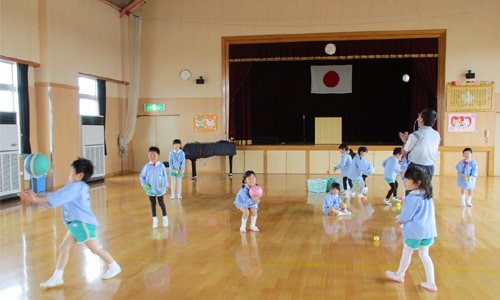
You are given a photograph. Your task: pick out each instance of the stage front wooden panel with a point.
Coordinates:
(327, 131)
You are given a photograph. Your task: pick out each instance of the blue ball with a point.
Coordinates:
(36, 164)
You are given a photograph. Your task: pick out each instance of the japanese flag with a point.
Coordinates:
(335, 79)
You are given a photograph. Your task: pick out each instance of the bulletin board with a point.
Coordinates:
(478, 97)
(205, 123)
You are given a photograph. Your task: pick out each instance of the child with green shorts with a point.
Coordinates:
(74, 198)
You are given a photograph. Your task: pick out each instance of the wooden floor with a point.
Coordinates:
(299, 253)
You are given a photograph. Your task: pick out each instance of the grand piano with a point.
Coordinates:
(196, 151)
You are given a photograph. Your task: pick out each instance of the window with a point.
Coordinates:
(8, 86)
(88, 96)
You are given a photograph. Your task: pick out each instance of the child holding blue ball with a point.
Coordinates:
(418, 217)
(332, 204)
(247, 204)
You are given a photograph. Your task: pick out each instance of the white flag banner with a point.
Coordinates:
(334, 79)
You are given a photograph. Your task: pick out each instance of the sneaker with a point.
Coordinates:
(429, 286)
(52, 282)
(111, 272)
(392, 276)
(254, 229)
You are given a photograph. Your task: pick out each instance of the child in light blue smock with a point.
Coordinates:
(153, 179)
(466, 177)
(332, 204)
(418, 216)
(246, 204)
(359, 166)
(391, 171)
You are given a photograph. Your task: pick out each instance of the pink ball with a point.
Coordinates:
(255, 191)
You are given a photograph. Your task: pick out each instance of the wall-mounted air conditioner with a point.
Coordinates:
(93, 144)
(10, 183)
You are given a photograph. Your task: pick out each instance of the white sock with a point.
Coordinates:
(405, 261)
(58, 273)
(423, 252)
(253, 219)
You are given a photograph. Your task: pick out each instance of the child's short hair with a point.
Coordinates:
(419, 175)
(154, 149)
(362, 149)
(344, 146)
(85, 166)
(429, 116)
(335, 185)
(246, 175)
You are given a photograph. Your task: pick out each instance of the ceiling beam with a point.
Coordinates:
(129, 8)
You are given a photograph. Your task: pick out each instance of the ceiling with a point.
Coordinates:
(125, 6)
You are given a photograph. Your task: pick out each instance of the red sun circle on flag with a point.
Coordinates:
(331, 79)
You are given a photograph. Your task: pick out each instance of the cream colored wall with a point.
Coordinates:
(60, 39)
(192, 39)
(19, 36)
(79, 36)
(182, 35)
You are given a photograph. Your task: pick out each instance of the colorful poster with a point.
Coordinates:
(205, 123)
(461, 122)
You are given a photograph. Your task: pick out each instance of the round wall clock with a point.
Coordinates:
(330, 48)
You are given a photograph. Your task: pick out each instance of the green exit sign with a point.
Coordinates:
(152, 107)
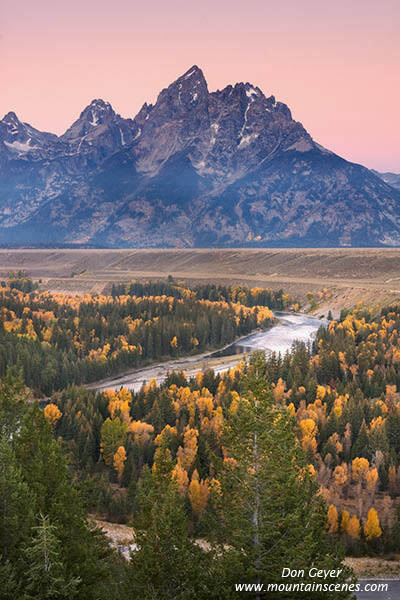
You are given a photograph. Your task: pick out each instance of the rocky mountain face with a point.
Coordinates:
(392, 179)
(226, 168)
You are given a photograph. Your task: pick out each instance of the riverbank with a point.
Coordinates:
(289, 328)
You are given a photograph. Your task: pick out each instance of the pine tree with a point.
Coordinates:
(268, 513)
(167, 563)
(15, 505)
(46, 575)
(84, 552)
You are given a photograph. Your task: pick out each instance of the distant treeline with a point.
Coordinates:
(57, 340)
(215, 293)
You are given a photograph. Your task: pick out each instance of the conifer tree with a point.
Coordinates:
(15, 505)
(268, 513)
(46, 574)
(167, 563)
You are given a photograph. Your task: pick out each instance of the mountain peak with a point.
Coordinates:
(97, 111)
(194, 71)
(11, 119)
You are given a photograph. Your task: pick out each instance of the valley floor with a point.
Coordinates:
(349, 274)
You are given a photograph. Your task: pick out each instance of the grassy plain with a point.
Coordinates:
(349, 274)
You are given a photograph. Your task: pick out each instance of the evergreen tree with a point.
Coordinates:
(85, 553)
(268, 513)
(46, 575)
(167, 563)
(15, 505)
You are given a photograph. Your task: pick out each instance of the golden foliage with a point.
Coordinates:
(52, 413)
(372, 527)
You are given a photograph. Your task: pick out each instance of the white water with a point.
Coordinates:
(291, 327)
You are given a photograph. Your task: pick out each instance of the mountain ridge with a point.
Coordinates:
(197, 168)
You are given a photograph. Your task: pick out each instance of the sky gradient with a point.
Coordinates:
(336, 64)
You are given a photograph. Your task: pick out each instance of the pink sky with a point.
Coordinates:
(335, 63)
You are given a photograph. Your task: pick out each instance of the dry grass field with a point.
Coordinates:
(350, 275)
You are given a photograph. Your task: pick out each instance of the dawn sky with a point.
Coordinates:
(336, 64)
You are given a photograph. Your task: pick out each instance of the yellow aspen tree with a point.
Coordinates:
(372, 528)
(181, 477)
(119, 461)
(371, 478)
(360, 467)
(332, 524)
(198, 494)
(52, 413)
(353, 527)
(392, 480)
(344, 521)
(187, 454)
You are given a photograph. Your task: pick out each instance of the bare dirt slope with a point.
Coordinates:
(349, 274)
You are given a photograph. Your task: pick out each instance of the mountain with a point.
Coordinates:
(197, 168)
(392, 179)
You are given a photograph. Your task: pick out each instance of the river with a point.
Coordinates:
(374, 589)
(290, 327)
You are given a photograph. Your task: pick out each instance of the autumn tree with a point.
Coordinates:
(372, 528)
(52, 413)
(113, 435)
(166, 561)
(269, 512)
(119, 461)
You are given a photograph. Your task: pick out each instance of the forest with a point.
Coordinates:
(225, 478)
(59, 339)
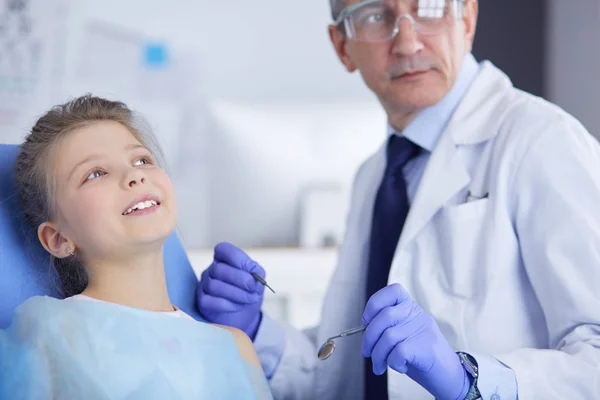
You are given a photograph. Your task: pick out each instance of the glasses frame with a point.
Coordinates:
(349, 31)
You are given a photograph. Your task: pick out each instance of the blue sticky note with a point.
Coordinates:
(155, 55)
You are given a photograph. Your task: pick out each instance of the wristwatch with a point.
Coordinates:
(470, 365)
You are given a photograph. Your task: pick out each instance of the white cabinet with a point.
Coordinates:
(299, 277)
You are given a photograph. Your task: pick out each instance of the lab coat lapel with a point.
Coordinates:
(446, 173)
(444, 176)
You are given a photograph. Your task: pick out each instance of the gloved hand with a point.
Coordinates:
(402, 336)
(227, 294)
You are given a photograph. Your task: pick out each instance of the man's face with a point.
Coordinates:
(412, 70)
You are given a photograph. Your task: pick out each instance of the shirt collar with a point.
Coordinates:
(427, 126)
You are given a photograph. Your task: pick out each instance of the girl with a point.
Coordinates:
(91, 183)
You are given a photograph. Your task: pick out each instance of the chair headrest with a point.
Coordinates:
(25, 269)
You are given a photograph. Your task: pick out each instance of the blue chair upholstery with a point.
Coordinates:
(25, 266)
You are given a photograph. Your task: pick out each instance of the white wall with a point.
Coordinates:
(573, 60)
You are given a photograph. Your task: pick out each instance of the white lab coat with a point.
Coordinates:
(514, 275)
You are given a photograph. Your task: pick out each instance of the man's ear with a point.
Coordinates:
(340, 42)
(470, 14)
(53, 241)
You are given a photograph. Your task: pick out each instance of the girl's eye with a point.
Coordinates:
(95, 174)
(142, 161)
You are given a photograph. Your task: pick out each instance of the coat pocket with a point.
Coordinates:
(464, 237)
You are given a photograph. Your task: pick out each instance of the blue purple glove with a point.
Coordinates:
(227, 292)
(402, 336)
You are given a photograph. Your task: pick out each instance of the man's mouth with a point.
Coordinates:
(142, 205)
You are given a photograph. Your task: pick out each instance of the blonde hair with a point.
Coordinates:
(34, 171)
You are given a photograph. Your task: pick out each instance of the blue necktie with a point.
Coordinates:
(389, 214)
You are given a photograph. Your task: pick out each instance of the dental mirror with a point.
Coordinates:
(328, 347)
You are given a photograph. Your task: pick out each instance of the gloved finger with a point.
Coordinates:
(218, 288)
(398, 358)
(387, 297)
(236, 257)
(236, 277)
(208, 303)
(398, 315)
(384, 346)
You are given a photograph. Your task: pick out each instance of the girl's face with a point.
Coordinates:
(113, 201)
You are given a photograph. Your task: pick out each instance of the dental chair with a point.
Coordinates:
(25, 266)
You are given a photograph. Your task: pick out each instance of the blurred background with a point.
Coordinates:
(262, 127)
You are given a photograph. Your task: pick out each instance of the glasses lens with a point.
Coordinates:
(378, 20)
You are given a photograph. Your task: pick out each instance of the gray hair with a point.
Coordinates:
(34, 176)
(336, 7)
┄┄┄┄┄┄┄┄┄┄
Please quote exactly the lines from the one containing "mouth with a point." through the last line of the records above, both included, and nothing else.

You are given a photograph. Your task: pick out each instance of the man's mouth with a point.
Coordinates:
(142, 205)
You are given a photograph. Your task: pick out each instance of the blonde hair with a point.
Coordinates:
(34, 171)
You are given a photograph. Your task: pick out each instance of the blue necktie with a point.
Coordinates:
(389, 214)
You are given a photograph. Your task: pick out each instance of the dental mirror with a point.
Coordinates:
(328, 347)
You are given a photograph. Your task: pick out each instance of the gloved finger with a point.
Coordinates:
(218, 288)
(398, 358)
(387, 297)
(236, 257)
(236, 277)
(208, 303)
(398, 315)
(384, 346)
You are given a photograph. Your task: pick out each instance of the girl's face with a point.
Coordinates:
(113, 201)
You are given a photograph. Your task: pick out each instance of the dental chair with a point.
Coordinates:
(25, 266)
You are given a photograph. Your task: pick out each instance of the blurred background with a point.
Coordinates:
(262, 127)
You are given a photograph. Your task: pick out each instance of the glasses lens with a point.
Coordinates:
(378, 20)
You are given a photograph. Your task: pick out each instance of the gray hair with a point.
Coordinates:
(34, 176)
(336, 7)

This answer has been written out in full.